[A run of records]
━━━
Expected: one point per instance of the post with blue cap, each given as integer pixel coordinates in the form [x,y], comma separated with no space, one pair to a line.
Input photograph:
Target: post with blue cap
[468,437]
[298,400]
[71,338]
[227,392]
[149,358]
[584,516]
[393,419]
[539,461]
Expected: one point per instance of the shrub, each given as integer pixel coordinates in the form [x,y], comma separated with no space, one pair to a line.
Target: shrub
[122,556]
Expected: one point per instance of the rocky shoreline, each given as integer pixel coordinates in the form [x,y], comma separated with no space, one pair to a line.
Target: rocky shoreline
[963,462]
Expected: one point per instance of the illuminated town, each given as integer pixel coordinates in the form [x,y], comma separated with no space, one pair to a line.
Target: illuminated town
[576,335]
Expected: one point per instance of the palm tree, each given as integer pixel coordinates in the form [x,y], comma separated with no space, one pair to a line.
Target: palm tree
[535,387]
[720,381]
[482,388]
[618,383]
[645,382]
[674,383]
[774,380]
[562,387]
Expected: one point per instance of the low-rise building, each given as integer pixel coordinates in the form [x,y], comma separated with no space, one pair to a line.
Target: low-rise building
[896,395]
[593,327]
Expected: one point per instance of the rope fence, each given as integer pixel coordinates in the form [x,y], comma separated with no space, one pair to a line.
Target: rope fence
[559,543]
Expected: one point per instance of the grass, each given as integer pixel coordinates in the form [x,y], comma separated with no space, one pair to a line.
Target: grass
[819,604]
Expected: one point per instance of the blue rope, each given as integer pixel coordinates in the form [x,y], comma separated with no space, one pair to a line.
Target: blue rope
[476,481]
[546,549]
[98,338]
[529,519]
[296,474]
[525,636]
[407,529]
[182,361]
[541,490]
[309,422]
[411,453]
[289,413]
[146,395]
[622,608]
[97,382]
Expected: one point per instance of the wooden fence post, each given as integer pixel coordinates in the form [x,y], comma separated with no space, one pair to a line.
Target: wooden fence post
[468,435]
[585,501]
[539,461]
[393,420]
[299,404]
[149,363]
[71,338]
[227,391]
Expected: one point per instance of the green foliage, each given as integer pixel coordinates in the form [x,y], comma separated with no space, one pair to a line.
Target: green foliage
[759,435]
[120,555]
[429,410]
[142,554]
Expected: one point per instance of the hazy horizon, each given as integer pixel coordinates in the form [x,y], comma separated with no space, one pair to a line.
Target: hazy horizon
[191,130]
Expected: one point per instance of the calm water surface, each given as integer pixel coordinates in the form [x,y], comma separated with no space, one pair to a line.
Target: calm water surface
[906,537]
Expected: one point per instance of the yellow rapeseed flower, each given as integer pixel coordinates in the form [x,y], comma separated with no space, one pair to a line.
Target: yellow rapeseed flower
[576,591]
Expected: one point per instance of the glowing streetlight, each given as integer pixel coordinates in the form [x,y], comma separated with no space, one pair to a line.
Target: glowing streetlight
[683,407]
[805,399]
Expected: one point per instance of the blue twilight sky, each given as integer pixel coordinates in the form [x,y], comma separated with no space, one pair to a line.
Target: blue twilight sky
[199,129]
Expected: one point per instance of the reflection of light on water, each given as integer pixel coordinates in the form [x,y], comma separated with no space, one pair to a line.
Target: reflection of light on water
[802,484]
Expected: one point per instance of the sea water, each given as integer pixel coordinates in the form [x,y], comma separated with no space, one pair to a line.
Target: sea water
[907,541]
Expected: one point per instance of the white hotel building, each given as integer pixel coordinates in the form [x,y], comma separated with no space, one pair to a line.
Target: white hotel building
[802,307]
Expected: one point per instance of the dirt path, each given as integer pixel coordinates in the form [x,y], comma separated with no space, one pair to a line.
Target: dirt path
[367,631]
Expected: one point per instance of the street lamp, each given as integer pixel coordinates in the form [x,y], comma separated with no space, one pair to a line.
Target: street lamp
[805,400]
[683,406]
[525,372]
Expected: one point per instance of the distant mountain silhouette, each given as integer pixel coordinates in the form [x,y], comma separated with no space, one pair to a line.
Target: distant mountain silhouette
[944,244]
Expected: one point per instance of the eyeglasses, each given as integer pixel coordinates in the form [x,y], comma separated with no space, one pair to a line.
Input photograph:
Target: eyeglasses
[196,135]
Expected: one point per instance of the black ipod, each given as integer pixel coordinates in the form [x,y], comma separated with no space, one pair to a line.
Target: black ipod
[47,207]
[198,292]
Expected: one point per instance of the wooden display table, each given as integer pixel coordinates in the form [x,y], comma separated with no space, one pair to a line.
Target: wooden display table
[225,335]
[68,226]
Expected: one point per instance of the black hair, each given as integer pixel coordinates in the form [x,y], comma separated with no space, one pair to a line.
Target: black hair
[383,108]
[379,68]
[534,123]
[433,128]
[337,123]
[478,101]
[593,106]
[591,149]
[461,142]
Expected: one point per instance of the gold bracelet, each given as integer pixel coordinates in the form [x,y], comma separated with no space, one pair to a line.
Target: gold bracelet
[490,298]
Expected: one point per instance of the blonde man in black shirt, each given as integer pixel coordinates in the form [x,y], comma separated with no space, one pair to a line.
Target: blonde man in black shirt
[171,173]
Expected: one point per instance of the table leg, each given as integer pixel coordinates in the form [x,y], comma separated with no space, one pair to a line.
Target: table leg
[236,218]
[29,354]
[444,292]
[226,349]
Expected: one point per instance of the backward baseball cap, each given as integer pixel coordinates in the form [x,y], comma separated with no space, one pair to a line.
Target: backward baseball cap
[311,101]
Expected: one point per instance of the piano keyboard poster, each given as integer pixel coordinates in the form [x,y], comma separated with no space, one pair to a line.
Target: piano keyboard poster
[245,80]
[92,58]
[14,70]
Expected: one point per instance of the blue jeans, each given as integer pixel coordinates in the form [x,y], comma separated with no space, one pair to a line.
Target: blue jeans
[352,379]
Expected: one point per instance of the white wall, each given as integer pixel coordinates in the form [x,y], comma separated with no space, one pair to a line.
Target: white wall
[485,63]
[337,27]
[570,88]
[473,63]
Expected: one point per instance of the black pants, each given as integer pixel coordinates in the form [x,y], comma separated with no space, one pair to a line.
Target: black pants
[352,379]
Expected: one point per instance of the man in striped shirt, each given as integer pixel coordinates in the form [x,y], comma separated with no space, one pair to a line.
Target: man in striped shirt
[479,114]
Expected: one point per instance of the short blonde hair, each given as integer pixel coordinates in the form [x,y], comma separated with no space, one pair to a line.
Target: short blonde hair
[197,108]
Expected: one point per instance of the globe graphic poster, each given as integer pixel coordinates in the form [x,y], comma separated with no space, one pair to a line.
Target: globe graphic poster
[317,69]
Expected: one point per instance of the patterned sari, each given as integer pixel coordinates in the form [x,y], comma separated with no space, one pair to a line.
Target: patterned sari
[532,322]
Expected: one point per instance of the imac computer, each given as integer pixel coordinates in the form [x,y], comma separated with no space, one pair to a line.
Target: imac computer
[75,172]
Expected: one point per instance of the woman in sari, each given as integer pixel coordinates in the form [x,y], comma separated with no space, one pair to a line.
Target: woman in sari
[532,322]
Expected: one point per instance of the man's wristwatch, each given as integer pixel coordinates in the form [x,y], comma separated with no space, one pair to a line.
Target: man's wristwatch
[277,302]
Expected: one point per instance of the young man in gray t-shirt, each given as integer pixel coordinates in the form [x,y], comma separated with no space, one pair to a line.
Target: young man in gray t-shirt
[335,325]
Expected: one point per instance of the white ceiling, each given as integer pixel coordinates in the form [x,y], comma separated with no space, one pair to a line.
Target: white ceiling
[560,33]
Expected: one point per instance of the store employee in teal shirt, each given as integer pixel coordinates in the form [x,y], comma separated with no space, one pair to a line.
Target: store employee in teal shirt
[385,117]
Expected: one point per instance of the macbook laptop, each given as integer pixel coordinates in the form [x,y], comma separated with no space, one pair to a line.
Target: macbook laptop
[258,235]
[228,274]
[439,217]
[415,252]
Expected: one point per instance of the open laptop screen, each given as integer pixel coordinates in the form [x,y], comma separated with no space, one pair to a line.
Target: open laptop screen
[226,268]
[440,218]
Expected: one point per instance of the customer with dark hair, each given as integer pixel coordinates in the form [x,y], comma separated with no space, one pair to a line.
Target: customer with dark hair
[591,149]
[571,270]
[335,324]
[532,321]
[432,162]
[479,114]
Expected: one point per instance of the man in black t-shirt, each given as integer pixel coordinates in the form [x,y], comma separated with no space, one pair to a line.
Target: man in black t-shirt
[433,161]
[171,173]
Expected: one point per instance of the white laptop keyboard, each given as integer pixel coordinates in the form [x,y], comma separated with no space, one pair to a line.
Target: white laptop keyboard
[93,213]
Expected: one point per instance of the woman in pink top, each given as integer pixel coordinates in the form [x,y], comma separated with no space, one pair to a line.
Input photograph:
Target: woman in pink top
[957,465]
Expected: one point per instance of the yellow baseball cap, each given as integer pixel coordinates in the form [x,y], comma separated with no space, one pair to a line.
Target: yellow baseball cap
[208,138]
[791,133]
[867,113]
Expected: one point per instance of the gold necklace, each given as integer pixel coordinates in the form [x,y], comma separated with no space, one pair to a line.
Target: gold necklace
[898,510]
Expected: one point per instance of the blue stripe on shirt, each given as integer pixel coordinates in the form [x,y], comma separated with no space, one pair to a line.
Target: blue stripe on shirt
━━━
▶ The problem:
Copy out the stretch of rows from the line containing "Expected: one point per instance of the woman in pink" through the end of the rows, both ends included.

▶ Exercise solution:
Expected: one point per instance of the woman in pink top, each given as integer pixel coordinates in the form [x,y], comma separated with no space, one pair to a line.
Input photograph:
Target: woman in pink top
[957,465]
Expected: one point per instance of the yellow baseball cap, each given as integer pixel coordinates in the form [x,y], comma separated with no space, one pair to a line.
Target: yellow baseball cap
[208,138]
[791,133]
[867,113]
Expected: one point per instance of the gold necklace, each given as integer pixel coordinates in the form [x,y], comma separated with no space, one pair to a line.
Target: gold necklace
[898,510]
Expected: one point per instance of the blue stripe on shirt, each given as integer pixel coordinates in the form [x,y], comma separated with no space, one pair to a line.
Target: blue stripe on shirt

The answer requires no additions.